• TRY IT:
Return the following entries exactly, word for word.

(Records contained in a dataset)
----------------------------------------

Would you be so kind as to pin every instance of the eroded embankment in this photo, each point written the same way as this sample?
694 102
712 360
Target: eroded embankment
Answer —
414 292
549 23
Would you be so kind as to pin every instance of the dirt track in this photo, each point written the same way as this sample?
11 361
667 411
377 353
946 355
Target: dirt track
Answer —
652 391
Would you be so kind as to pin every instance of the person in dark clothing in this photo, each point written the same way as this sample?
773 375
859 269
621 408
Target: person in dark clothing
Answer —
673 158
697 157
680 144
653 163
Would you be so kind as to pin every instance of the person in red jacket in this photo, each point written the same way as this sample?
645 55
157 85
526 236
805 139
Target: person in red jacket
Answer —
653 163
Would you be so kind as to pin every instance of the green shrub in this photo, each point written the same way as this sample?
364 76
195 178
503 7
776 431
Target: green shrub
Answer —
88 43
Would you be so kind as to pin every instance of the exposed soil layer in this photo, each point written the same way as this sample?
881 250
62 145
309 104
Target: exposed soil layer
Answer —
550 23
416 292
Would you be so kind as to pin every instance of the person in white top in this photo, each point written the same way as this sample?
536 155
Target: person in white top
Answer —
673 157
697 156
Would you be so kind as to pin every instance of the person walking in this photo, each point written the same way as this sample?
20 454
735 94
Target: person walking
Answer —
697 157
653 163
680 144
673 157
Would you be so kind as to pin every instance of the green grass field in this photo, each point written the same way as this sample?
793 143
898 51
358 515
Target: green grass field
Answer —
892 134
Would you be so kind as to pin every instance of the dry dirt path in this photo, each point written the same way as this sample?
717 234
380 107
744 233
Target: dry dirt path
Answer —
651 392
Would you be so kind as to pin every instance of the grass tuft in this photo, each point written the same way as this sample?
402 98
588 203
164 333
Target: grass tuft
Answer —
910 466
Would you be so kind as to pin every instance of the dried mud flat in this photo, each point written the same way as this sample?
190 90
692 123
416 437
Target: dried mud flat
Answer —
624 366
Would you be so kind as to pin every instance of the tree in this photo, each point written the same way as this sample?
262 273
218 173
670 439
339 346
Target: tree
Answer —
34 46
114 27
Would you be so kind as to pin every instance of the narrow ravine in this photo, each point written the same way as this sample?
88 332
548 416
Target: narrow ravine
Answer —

----------------------------------------

• COMPLETED TASK:
Would you be so kind as to pin every instance of the eroded embankment in this photo, each point written the same way as this sample?
694 102
712 360
Target: eroded embankment
Answer —
414 292
549 23
Would you be so kind as to pin every instance of the dirt track in this photo, each point written the same way as this sample?
11 361
667 411
377 353
946 355
Target: dirt track
Answer —
652 391
Would you be so kind as to pin every instance of the person in dark clothing in this photo, each point written the same way as this sample?
773 375
859 269
621 408
Target: person in dark clothing
Answer —
673 158
697 157
680 144
653 163
Would you be so kind as to pin every instance of the person in red jacket in this photo, each point written the same way as this sample?
645 55
157 85
526 236
805 139
Target: person in red jacket
Answer —
653 163
Would you be so kind as to pin every instance of the green shrub in this photo, each point written the same way as this sample?
364 76
195 178
503 7
776 431
Target: green shrub
Answer —
88 43
Would you be so kind as to pin every instance of the exposed soil layer in this photo, each point written the same way as this sample?
881 250
62 145
309 104
Target: exposed soil layer
Answer —
550 23
416 292
Would you be so kind as to pin every instance of the person in white top in this photo, each point written the same way as this sample?
536 155
Target: person in white top
Answer —
673 157
697 156
Would you be so kind as to pin every instance of the person walking in this photo, each point written the same way as this sample?
20 454
735 94
Target: person walking
Answer —
697 157
653 163
680 144
673 157
Would you be so kind as to pin every instance of the green grass field in this photo, each point written the same way as this sample?
793 143
898 51
358 515
Target: green grass field
Answer —
892 134
Would you be so kind as to pin every instance of the dry dirt path in this photo, each point written the same way as this sample?
717 234
380 107
744 233
Target: dry dirt path
Answer —
651 392
Would you be so kind as to pin every instance of the grass tuft in this photo, each point written the same way as this sample?
402 98
588 203
164 333
Target: grass tuft
Answer —
910 466
Would you be so kind as to pin every instance of the dried mud flat in this photo, each point written the same way as this sample?
190 90
692 123
416 437
Target: dried mud flat
Answer —
624 366
Would you be so kind as to pin every instance of the tree in this photo, each point written the same way as this sample?
262 273
218 173
670 439
339 346
Target: tree
Answer —
34 46
114 27
Would you be so kind as to pin every instance of the narrow ravine in this photo, each point written the same way as this sample?
88 332
548 416
Target: narrow ravine
Answer —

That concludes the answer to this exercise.